[Part of a data file]
::::

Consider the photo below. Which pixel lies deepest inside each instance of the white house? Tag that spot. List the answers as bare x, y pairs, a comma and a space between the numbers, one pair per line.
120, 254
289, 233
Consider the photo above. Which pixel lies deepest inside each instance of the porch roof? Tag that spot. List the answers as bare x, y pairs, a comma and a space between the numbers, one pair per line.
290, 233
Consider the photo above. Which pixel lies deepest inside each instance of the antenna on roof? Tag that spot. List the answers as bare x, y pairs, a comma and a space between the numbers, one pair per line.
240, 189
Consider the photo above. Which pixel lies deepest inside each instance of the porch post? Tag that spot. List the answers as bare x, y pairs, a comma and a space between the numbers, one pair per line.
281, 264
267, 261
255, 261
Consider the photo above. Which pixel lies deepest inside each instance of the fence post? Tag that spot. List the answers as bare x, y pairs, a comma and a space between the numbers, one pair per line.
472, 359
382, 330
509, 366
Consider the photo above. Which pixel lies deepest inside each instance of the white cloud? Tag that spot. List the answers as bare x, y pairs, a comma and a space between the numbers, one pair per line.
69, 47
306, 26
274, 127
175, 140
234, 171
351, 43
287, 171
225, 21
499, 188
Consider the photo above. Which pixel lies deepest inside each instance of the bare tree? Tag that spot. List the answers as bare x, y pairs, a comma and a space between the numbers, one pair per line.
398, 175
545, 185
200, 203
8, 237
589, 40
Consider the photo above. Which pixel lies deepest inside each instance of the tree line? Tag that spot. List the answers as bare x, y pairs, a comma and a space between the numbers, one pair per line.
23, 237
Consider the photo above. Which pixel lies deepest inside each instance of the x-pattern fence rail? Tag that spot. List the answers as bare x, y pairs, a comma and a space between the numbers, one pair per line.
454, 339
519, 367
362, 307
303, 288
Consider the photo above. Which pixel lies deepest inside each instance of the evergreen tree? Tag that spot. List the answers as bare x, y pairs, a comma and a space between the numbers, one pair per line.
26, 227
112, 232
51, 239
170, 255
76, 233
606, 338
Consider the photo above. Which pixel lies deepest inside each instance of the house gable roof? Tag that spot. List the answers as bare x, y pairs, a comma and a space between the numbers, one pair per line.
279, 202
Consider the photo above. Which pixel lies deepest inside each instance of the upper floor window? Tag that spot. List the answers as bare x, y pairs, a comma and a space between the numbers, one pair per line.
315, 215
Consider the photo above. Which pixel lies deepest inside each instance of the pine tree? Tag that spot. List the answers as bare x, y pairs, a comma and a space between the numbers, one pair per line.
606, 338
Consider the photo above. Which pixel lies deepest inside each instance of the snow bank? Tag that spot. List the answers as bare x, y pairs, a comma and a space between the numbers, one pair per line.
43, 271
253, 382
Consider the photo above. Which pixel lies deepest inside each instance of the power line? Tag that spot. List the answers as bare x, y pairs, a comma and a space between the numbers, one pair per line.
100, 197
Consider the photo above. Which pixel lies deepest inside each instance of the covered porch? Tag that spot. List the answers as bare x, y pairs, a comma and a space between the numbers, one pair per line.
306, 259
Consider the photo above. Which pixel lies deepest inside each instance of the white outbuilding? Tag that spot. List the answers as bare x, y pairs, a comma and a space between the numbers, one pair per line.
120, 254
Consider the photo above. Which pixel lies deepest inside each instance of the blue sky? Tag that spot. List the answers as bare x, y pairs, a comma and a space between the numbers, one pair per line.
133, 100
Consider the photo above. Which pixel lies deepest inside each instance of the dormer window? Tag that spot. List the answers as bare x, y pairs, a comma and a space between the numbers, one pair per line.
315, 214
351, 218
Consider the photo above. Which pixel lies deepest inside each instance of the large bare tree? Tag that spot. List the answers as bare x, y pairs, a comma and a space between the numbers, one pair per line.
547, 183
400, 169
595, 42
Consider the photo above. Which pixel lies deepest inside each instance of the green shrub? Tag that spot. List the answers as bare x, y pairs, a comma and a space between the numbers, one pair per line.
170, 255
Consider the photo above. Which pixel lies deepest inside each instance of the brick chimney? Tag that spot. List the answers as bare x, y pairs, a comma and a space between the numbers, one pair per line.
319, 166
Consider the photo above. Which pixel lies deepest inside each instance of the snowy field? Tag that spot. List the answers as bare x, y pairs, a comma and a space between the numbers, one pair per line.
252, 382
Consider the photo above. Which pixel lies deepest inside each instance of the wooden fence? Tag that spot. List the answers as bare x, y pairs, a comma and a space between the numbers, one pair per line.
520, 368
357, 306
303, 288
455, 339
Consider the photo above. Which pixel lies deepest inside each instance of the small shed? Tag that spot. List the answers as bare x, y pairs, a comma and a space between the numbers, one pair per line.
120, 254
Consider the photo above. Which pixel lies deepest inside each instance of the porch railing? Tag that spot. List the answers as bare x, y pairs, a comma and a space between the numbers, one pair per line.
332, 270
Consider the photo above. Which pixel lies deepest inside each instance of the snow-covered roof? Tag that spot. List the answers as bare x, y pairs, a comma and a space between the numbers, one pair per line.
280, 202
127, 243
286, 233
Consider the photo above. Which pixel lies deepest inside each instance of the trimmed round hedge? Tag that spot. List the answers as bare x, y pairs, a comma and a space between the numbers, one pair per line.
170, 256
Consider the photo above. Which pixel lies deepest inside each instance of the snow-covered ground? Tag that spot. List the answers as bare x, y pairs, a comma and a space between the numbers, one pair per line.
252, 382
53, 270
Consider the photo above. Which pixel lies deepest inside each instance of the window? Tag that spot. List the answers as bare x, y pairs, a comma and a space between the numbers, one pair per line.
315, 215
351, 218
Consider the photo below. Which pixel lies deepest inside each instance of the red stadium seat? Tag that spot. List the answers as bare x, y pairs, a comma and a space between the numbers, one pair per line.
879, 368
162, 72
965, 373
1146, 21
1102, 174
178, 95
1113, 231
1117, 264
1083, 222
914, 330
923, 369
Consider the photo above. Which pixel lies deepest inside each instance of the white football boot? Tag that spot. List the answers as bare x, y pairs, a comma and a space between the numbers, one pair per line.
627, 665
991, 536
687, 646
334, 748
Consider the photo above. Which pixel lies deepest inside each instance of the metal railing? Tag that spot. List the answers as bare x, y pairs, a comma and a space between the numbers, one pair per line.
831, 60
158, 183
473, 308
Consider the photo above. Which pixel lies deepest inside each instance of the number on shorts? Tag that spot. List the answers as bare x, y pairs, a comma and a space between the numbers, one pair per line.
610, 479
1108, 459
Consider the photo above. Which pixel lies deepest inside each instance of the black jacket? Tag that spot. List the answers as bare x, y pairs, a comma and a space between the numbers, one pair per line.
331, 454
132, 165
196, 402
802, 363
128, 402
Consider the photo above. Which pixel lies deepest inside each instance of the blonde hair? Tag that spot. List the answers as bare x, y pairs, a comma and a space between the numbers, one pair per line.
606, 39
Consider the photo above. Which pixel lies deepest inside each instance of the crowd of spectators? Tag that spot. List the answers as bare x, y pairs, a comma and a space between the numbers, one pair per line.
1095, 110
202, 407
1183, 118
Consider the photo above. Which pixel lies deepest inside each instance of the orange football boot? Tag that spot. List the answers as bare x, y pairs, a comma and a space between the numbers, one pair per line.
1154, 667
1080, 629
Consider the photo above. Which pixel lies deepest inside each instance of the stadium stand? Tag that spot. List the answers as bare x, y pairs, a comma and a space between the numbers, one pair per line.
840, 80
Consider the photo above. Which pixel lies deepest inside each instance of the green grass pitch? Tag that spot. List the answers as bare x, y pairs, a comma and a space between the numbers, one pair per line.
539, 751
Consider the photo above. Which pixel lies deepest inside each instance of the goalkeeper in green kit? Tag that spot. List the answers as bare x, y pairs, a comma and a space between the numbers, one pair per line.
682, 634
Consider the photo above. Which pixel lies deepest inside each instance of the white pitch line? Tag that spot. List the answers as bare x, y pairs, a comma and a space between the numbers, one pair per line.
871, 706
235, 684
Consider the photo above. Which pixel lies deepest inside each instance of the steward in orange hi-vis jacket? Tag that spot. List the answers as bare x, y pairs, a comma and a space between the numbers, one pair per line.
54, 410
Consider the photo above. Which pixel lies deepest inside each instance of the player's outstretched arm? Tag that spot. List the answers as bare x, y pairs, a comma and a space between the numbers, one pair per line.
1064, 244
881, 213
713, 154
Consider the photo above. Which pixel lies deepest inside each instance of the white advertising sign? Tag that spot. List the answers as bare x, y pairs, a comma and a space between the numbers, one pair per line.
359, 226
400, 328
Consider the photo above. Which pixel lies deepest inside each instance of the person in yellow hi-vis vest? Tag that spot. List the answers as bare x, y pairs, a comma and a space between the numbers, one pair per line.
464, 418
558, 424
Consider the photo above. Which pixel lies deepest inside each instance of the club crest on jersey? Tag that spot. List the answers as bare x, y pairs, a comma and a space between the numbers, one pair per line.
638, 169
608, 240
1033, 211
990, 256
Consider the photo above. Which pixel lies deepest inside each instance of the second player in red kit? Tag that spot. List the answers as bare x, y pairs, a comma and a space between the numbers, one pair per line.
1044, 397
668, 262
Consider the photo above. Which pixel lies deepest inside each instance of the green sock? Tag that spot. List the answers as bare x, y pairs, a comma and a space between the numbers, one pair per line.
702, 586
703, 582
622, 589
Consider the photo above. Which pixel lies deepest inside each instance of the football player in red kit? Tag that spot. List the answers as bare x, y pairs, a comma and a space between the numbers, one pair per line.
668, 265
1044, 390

::::

→ **TASK INSTRUCTIONS**
Rewrite the stretch from the line containing "the green sock?" through the end of the material, changing "red kit" to "crimson kit" and leaving everything else as it is.

→ **OUTPUT FOR THIS EXERCISE**
Consider the photo above. Which pixel lies deepest inside each instance of the green sock? Tag that spot. List the answers as bare x, y pairs, a comma and a space between the numbers, one pair per line.
702, 586
703, 582
622, 589
Consider the photo above. Which pixel lies deepest inside each instance of the football player in crimson kit? Tag that spot. List the answers as bare x, y pairs, a comma and a space between the numbers, one pair per line.
668, 265
1044, 390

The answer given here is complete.